■ **Reading text**
»»

Register on Population Statistics
The basis for the population statistics is Statistics Greenlands Population register. Information in this register is retrieved from the Danish civil registration system (CPR).
Status statements relate to persons who resided in the country per January 1st. The residence criterion is described by the Danish Home Office in 'Guidance on registration of residence in population registers and civil registration'.
Delays in reporting
Births, deaths, movings, etc. are supposed to be reported no later than 5 days after an incident. But some reports are delayed. When calculating the statistics we take this into account and await the delayed reports. There is no time-limit for reporting or correcting information in the system.
Information on each incident is reported by the municipal authority, who records information when it comes to their knowledge. Not all people who move are aware of deadlines and their duty to report. When we look at how much time elapses between an incident and when it is reported, we can see that about 60 percent of all immigration and emigration were recorded within the first week.
Number of days between incident and report. 2006
To provide current statistics to our users, we only wait one calendar month after the status date.
To make it simple, migrations are counted only if there are less than 5 years (1,825 days) between the incident and reporting..
Information from the Danish CPR-system
The Population Statistics Register holds only selected information from the CPR system. It includes no information on a person’s attachment to the national church or his name.
The received basic information are sought for errors. Information on sex and age are derived directly from the person number, which only in isolated cases are erroneous. These errors are typically corrected within the child's first year.

««

■ **Given material**
»»

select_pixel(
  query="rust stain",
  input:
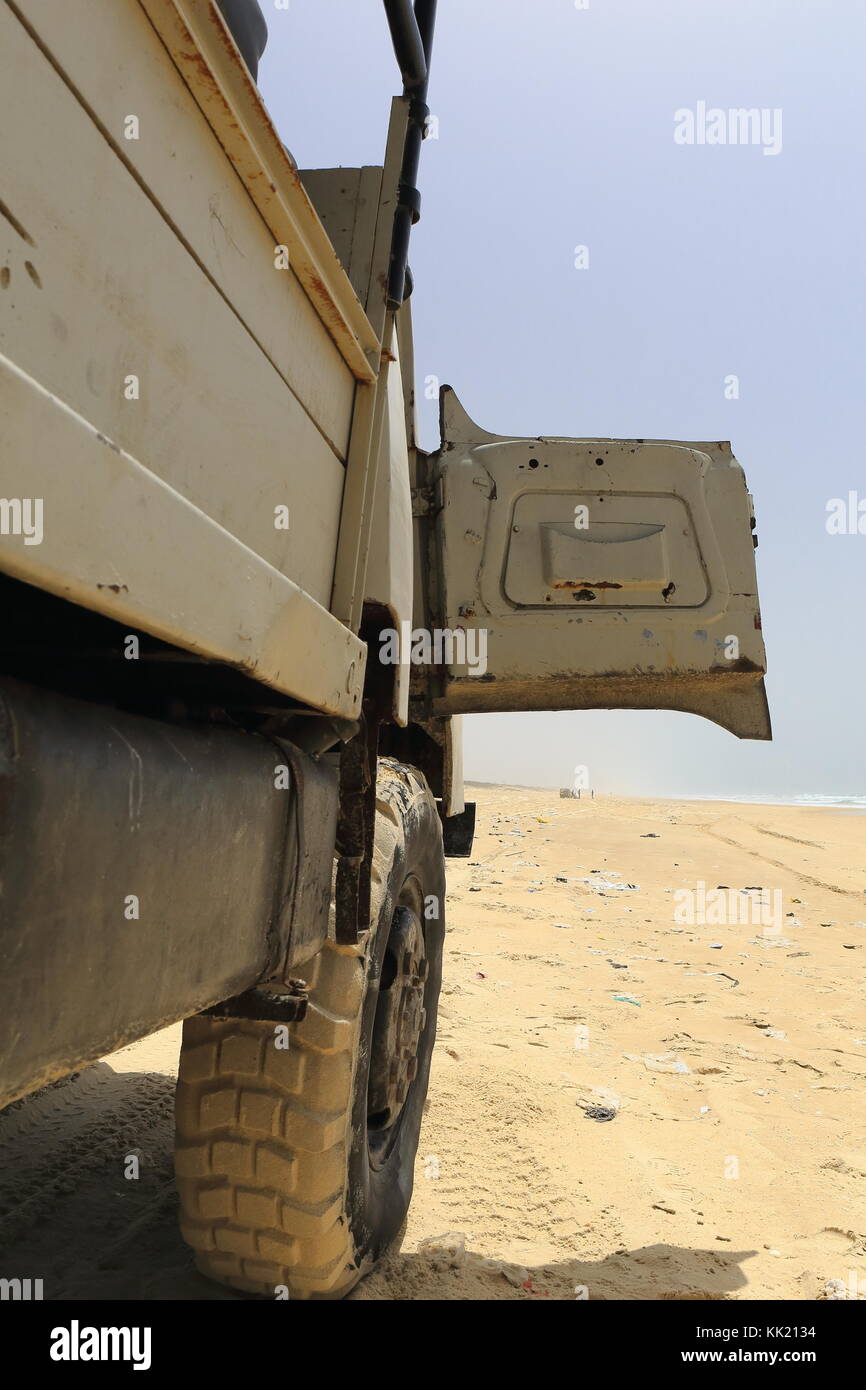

««

■ **Task list**
1 - Answer these questions about the population statistics text:
(a) From what system is the information in the Population register retrieved?
(b) About what share of all immigration and emigration was recorded within the first week?
(c) How long after the status date is the wait before the statistics are calculated?
2 - Can you swap "5 days" for "7 days" and write out the population statistics text again, starting with "Status statements relate" and going on through "in the system."?
3 - Could you carry on the population statistics text from its last sentence?

■ **Responses to the exercise**
1 -
(a) The Danish civil registration system (CPR).
(b) About 60 percent.
(c) One calendar month.

2 -
Status statements relate to persons who resided in the country per January 1st. The residence criterion is described by the Danish Home Office in 'Guidance on registration of residence in population registers and civil registration'.
Delays in reporting
Births, deaths, movings, etc. are supposed to be reported no later than 7 days after an incident. But some reports are delayed. When calculating the statistics we take this into account and await the delayed reports. There is no time-limit for reporting or correcting information in the system.

3 -
The locality code is extracted from the register address information. There is generally more uncertainty associated with this information, because there are differences in how the addresses are entered in the registers. From 2009 a location code has been defined to every address, and is used unchanged in the processing and dissemination of statistics. The location code is defined by Asiaq (www.asiaq.gl) and an unofficial rule of thumb indicates that "a locality may not be further apart than one can live and have daily work within the locality."
January 1st 2009 the country's existing 18 municipalities were merged into the current four municipalities. Given the continued need for statistics on the old municipalities, we use the term 'districts' for the old municipalities. Population statistics are also presented even more detailed, namely on inhabited localities.
Previously we also calculated the group: 'outside of the municipal division' to which we ascribed civilians in the defense areas, defined by a Danish-American treaty in 1951, and weather stations. Kangerlussuaq were subjected Sisimiut municipality in 2001.
Although the municipal amalgamation was implemented 2 years ago, there remain several challenges for the Population Statistics - especially back in time.
Tables in our Statbank (http://bank.stat.gl ) show the existing territorial division - also back in time. Hence Kangerlussuaq has been compiled as part of Qeqqata Municipality of Sisimiut district from 1977 onwards.
By August 1st 2010, there is still some uncertainty on historic localities. Population statistics include therefore the term 'other locations'.
Asiaqs register is updated regularly, but the information must be used by the municipals before the Population Statistic Register can use them.
Strong family ties
To have strong family ties to Greenland is defined as a person who’s parents were born in Greenland.
Gross reproduction rate (BRR)
The gross reproduction rate (BRR) shows how many live-born girls 1,000 women wil give birth to during the reproductive age. These are from 15 to 49 years. If the 1,000 women give birth in accordance with experience in the period of calculations, and no woman dies before the age of 50.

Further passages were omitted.